| Problem requirements |
Return the records below from the line containing "mossy branch in the picture above?" onward, exactly, through and including the last line.

| Records for the task |

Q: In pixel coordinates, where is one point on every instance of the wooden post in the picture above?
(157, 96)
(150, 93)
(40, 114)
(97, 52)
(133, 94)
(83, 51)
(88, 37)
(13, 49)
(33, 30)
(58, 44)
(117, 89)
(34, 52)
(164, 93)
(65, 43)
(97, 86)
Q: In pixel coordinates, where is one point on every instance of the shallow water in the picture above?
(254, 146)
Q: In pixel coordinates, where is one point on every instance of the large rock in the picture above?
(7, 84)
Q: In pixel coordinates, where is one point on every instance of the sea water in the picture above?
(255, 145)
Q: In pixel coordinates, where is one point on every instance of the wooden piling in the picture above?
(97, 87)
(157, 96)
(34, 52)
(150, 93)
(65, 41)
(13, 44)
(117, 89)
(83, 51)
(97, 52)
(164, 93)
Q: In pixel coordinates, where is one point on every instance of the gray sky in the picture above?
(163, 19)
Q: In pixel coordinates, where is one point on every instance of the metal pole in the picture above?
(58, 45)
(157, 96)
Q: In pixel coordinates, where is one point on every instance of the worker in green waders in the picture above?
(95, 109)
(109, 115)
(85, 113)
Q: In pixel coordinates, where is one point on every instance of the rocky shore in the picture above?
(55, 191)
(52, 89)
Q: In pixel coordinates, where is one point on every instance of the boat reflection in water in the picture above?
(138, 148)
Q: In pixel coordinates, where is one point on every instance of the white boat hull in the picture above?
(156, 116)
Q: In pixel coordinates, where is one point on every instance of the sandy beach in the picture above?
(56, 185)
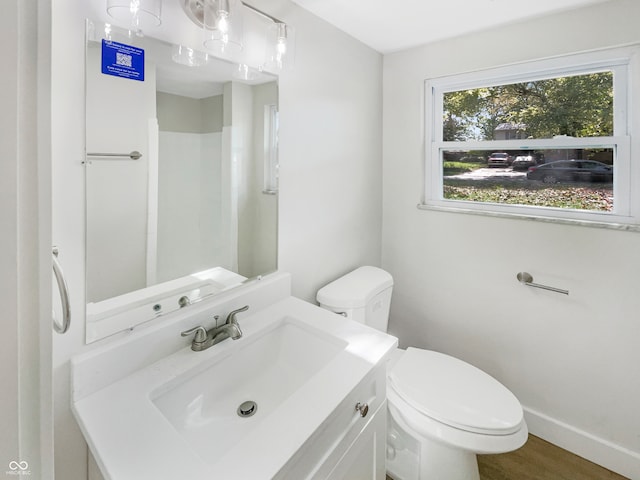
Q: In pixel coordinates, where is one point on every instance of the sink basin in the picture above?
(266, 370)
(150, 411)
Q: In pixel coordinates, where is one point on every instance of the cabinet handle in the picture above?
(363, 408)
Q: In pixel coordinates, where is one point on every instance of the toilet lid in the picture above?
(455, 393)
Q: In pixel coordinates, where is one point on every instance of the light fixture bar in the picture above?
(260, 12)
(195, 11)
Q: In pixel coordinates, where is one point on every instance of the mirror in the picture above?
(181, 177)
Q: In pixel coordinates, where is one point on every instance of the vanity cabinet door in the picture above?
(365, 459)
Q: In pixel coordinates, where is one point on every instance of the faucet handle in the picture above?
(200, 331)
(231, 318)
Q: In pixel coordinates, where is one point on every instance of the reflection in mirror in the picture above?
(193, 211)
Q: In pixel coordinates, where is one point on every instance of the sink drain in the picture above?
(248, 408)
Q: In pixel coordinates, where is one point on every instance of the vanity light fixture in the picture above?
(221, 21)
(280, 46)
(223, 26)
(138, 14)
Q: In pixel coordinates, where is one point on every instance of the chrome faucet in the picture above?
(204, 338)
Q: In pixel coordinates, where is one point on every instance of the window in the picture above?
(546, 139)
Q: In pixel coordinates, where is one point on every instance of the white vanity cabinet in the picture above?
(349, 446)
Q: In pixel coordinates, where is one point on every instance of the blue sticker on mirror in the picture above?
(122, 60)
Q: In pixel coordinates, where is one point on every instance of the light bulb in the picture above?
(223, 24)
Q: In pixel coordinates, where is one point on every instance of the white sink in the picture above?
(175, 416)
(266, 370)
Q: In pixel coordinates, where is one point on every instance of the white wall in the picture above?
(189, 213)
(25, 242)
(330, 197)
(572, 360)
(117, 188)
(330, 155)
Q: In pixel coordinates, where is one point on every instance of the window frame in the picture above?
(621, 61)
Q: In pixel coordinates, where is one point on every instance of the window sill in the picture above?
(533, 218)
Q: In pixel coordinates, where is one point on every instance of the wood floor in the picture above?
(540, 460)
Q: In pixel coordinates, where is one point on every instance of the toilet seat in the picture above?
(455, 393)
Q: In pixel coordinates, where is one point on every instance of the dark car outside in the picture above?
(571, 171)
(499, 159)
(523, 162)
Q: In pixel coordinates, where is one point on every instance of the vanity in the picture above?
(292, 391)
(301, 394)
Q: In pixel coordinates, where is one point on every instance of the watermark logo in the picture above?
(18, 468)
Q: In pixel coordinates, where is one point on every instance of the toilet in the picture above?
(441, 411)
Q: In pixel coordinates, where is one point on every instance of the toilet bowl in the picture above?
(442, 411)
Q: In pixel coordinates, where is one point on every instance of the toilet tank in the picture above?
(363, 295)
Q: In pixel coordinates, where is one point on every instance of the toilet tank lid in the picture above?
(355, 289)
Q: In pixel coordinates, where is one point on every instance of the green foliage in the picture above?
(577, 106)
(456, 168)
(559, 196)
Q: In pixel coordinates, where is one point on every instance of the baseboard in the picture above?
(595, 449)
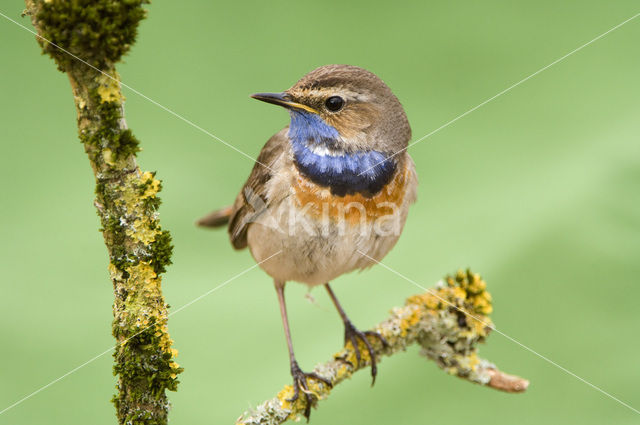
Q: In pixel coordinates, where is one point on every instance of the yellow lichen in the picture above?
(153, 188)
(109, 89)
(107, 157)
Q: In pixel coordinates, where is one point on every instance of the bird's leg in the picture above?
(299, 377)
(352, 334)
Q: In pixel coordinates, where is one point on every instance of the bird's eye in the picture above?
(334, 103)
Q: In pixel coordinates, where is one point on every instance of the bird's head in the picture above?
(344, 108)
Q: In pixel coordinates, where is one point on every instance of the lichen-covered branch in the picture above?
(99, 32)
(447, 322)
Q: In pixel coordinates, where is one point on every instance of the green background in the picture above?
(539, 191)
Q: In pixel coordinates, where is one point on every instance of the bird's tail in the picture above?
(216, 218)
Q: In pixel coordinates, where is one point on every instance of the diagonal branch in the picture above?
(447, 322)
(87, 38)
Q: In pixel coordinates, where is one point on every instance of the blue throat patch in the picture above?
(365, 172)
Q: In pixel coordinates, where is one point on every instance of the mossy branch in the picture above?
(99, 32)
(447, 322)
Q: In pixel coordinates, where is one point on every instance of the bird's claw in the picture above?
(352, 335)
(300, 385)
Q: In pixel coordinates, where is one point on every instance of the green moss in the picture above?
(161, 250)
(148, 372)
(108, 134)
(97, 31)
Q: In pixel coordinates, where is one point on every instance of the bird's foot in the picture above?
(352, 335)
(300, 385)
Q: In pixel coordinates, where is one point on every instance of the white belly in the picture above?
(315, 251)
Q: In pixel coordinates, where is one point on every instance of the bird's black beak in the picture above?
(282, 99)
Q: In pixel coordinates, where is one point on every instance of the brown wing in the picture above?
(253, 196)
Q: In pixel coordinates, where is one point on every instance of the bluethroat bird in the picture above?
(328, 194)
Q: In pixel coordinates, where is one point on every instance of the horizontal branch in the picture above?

| Reply to the exercise |
Q: In pixel coordinates, where is one point on every instance of the mossy branch in the picture above?
(99, 32)
(447, 322)
Q: In pixel coordinates, where is one point on every instance of the bird's claw in the picture above?
(352, 335)
(300, 385)
Q: In pixel coordinates, where is one point on every instance of the green moss in the picture above?
(161, 250)
(148, 372)
(108, 134)
(97, 31)
Q: In pixel coordinates, where is one point on every instance of the bird's foot in the picture above?
(352, 335)
(300, 385)
Q: In pixel coordinates, where is one point on every instance of the white belly in the picture above?
(315, 251)
Q: In pixel coordinates, where is one point on every instance of the bird's black beak in the picture above?
(282, 99)
Q: In pixel coordinates, where is one point on every instance of the brown wing in the picture above?
(253, 196)
Q: In pixel coordinates, where is one point on every instance of the bluethroat bird in the picture above?
(328, 194)
Q: In pixel coordinates, where is one point on every instance of the horizontal branch in the picture above?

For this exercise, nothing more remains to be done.